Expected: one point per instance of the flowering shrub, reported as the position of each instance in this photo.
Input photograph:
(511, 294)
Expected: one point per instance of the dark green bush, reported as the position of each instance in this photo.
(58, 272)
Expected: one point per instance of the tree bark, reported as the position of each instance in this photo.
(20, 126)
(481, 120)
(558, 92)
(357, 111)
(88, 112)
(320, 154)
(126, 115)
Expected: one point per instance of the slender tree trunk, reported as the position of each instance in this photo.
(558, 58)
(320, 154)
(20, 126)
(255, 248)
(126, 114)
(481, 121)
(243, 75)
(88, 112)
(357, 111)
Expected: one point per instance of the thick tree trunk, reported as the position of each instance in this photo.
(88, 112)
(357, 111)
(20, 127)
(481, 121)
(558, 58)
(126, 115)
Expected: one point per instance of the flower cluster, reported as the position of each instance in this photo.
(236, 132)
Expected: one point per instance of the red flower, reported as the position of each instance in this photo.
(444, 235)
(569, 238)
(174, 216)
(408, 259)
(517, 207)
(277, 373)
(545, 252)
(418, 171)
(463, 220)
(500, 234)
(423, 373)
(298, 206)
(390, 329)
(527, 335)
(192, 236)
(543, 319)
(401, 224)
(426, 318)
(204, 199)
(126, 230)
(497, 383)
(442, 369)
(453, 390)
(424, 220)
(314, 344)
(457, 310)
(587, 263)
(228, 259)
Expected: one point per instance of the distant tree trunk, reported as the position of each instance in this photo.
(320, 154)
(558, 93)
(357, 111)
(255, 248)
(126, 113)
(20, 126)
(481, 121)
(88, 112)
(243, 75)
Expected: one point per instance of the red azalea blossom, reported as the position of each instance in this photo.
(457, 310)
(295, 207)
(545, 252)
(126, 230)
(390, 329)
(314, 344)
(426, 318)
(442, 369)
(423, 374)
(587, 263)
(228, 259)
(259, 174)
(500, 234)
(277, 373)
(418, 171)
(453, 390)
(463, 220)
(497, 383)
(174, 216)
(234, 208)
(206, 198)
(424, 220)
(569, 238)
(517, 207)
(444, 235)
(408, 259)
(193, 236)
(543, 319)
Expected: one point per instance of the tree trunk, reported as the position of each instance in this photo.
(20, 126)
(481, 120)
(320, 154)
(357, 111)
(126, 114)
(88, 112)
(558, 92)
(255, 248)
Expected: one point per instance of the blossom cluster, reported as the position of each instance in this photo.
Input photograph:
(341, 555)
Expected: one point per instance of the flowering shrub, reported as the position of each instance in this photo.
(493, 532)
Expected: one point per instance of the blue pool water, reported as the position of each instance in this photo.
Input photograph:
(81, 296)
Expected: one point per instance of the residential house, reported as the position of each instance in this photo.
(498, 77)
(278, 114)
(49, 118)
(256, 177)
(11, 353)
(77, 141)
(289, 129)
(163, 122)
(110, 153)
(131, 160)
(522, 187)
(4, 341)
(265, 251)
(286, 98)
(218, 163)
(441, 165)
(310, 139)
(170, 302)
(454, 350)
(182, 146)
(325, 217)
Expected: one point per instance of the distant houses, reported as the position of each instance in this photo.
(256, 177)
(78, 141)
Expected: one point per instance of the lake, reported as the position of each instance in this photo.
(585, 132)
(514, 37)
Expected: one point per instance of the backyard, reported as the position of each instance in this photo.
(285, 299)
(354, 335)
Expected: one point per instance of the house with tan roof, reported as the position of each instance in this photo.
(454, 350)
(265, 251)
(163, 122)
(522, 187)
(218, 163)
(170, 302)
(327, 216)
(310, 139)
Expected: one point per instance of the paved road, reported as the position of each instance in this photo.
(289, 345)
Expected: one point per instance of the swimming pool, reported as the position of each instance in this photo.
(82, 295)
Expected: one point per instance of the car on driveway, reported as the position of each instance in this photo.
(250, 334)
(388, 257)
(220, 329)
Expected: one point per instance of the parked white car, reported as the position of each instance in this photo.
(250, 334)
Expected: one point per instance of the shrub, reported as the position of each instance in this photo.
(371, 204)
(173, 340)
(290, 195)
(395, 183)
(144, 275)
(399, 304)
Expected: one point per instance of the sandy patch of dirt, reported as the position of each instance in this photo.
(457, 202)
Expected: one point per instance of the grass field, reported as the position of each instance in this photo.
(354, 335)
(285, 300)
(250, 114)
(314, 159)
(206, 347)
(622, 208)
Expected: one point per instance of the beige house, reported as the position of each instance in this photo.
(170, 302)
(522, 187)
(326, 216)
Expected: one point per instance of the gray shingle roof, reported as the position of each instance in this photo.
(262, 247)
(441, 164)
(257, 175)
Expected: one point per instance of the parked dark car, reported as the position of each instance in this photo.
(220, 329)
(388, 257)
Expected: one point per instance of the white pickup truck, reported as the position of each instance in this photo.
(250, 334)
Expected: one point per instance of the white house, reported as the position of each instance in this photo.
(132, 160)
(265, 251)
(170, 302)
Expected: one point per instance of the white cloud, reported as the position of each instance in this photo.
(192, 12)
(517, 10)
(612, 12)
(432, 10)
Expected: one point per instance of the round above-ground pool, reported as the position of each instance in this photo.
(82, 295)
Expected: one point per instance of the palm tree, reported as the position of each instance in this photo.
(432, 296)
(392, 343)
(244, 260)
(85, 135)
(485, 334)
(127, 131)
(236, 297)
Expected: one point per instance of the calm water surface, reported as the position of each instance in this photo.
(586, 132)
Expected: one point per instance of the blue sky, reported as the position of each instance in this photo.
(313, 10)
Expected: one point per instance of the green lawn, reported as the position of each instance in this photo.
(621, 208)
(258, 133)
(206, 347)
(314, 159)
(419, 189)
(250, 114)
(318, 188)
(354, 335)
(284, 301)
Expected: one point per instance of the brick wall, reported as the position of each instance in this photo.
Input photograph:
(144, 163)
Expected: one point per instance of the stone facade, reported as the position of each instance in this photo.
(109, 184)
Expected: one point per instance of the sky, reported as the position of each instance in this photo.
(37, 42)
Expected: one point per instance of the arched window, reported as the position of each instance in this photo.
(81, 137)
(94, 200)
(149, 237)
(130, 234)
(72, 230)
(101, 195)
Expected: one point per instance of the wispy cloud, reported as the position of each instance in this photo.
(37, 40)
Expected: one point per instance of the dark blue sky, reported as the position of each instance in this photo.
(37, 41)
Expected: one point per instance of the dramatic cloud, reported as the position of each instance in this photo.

● ● ● ● ●

• **What is asked**
Print all of the entries exactly as they are written.

• **Response**
Expected: one point per instance of the flowering shrub, reported as the position of each instance in this photo.
Input photograph:
(511, 294)
Expected: one point per instance of the dark green bush, reported as the position of each instance in this photo.
(58, 272)
Expected: one point per instance of the tree bark, reported as the position of each instance in this photo.
(20, 126)
(481, 120)
(558, 92)
(357, 111)
(88, 112)
(320, 154)
(126, 115)
Expected: one point per instance of the slender tree trunk, reported as the position of each instance in this photo.
(558, 58)
(320, 154)
(20, 126)
(255, 248)
(126, 114)
(481, 121)
(243, 75)
(88, 112)
(357, 111)
Expected: one point per instance of the thick tree trunk, reported as the position of each instance in this photo.
(88, 112)
(357, 111)
(20, 127)
(481, 121)
(558, 58)
(126, 115)
Expected: one point per instance of the flower cluster, reported as the position of each instance in this photo.
(236, 132)
Expected: one point per instance of the red flower, reported as the position of each instance in this photo.
(444, 235)
(569, 238)
(174, 216)
(408, 259)
(517, 207)
(277, 373)
(545, 252)
(418, 171)
(463, 220)
(500, 234)
(423, 373)
(298, 206)
(390, 329)
(527, 335)
(192, 236)
(543, 319)
(401, 224)
(426, 318)
(204, 199)
(126, 230)
(497, 383)
(442, 369)
(453, 390)
(424, 220)
(314, 344)
(457, 310)
(587, 263)
(228, 259)
Expected: one point per instance of the distant tree trunk, reported as the position of each instance in this photo.
(320, 154)
(558, 93)
(357, 111)
(255, 248)
(126, 113)
(20, 126)
(481, 121)
(88, 112)
(243, 75)
Expected: one point per instance of the red azalea blossom, reported as the position of each instance in this photo.
(457, 310)
(295, 207)
(545, 252)
(126, 230)
(390, 329)
(314, 344)
(426, 318)
(442, 369)
(423, 374)
(587, 263)
(228, 259)
(259, 174)
(500, 234)
(277, 373)
(418, 171)
(453, 390)
(463, 220)
(497, 383)
(174, 216)
(234, 208)
(206, 198)
(424, 220)
(569, 238)
(517, 207)
(444, 235)
(408, 259)
(193, 236)
(543, 319)
Expected: one point per instance of the tree trunk, reported as the position of each instance in this photo.
(20, 126)
(481, 120)
(320, 154)
(357, 111)
(126, 114)
(88, 112)
(558, 92)
(255, 248)
Expected: one point per instance of the blossom cluster, reported as the position of each instance in this photo.
Input photograph:
(341, 555)
Expected: one point per instance of the flowering shrub, reported as the position of each instance in this photo.
(493, 532)
Expected: one point per instance of the blue pool water, reported as the position of each instance in this photo.
Input photograph:
(81, 296)
Expected: one point per instance of the residential house, reported as the position of each instance in this photo.
(498, 77)
(278, 114)
(49, 118)
(256, 177)
(11, 353)
(77, 141)
(289, 129)
(163, 122)
(110, 153)
(131, 160)
(522, 187)
(4, 341)
(265, 251)
(286, 98)
(218, 163)
(441, 165)
(310, 139)
(170, 302)
(454, 350)
(182, 146)
(325, 217)
Expected: one point per instance of the distant houses, reported as the position of each instance in this photo.
(256, 177)
(78, 141)
Expected: one point per instance of the lake, reported as the position of each instance in this photo.
(585, 132)
(514, 37)
Expected: one point per instance of the backyard, reported as the position of each instance in this photo.
(285, 299)
(354, 335)
Expected: one point per instance of the house with tan roof, reported as the position of each instance in this photo.
(454, 350)
(265, 251)
(163, 122)
(522, 187)
(218, 163)
(170, 302)
(327, 216)
(310, 139)
Expected: one point per instance of the paved road, reported as the position of each instance in this photo.
(289, 345)
Expected: one point per instance of the swimming pool, reported as the position of each instance in this photo.
(82, 295)
Expected: one point per instance of the car on driveway, reported as the position of each instance in this photo.
(250, 334)
(388, 257)
(220, 329)
Expected: one point per instance of the parked white car, reported as the position of each instance in this photo.
(250, 334)
Expected: one point per instance of the shrub, reported as the position of each instance in this photo.
(371, 204)
(173, 340)
(290, 195)
(395, 183)
(144, 275)
(399, 304)
Expected: one point per instance of the sandy patch of dirt, reported as the position of each instance in this photo.
(457, 202)
Expected: one point per instance of the grass field, reported as the position of each instance in this photo.
(354, 335)
(285, 300)
(250, 114)
(314, 159)
(206, 347)
(622, 208)
Expected: one point per instance of the beige house, reported as the position of each instance in this photo.
(170, 302)
(522, 187)
(326, 216)
Expected: one point per instance of the gray shingle roof, reported as the position of each instance in this photo.
(262, 247)
(441, 164)
(257, 175)
Expected: one point per instance of the parked dark car, reported as the position of each instance in this photo.
(220, 329)
(388, 257)
Expected: one point per instance of the white pickup truck, reported as the position of each instance in this photo.
(250, 334)
Expected: one point per instance of the white house, reported as the position of each instance in this photo.
(132, 160)
(265, 251)
(170, 302)
Expected: one point per instance of the white cloud, reported as the position of each instance in this photo.
(192, 12)
(517, 10)
(612, 12)
(432, 10)
Expected: one point per instance of the round above-ground pool, reported as the position of each instance in this photo.
(82, 295)
Expected: one point per instance of the palm tree, reported as the position of each instance in this photo.
(432, 296)
(392, 343)
(244, 260)
(85, 135)
(485, 334)
(127, 131)
(236, 297)
Expected: one point per instance of the calm water surface, reported as the position of each instance in this photo.
(586, 132)
Expected: one point per instance of the blue sky, reported as the position of each instance in this photo.
(313, 10)
Expected: one point per instance of the green lawn, reported as the position of each instance in this photo.
(621, 208)
(258, 133)
(206, 347)
(314, 159)
(419, 189)
(250, 114)
(318, 188)
(354, 335)
(284, 301)
Expected: one point per instance of the brick wall, reported as the position of each instance in this photo.
Input photograph:
(144, 163)
Expected: one point per instance of the stone facade, reported as the position of each instance in this photo.
(109, 184)
Expected: one point per instance of the sky, reported as the position of each instance in this photo.
(37, 42)
Expected: one point per instance of the arched window, reported as the position of each instance in this photo.
(81, 137)
(94, 200)
(149, 237)
(130, 234)
(72, 230)
(101, 195)
Expected: one point per instance of the wispy cloud, reported as the position of each instance in this photo.
(37, 40)
Expected: one point per instance of the dark blue sky, reported as the position of each instance in this photo.
(37, 41)
Expected: one point per instance of the dramatic cloud, reported as the position of each instance in this photo.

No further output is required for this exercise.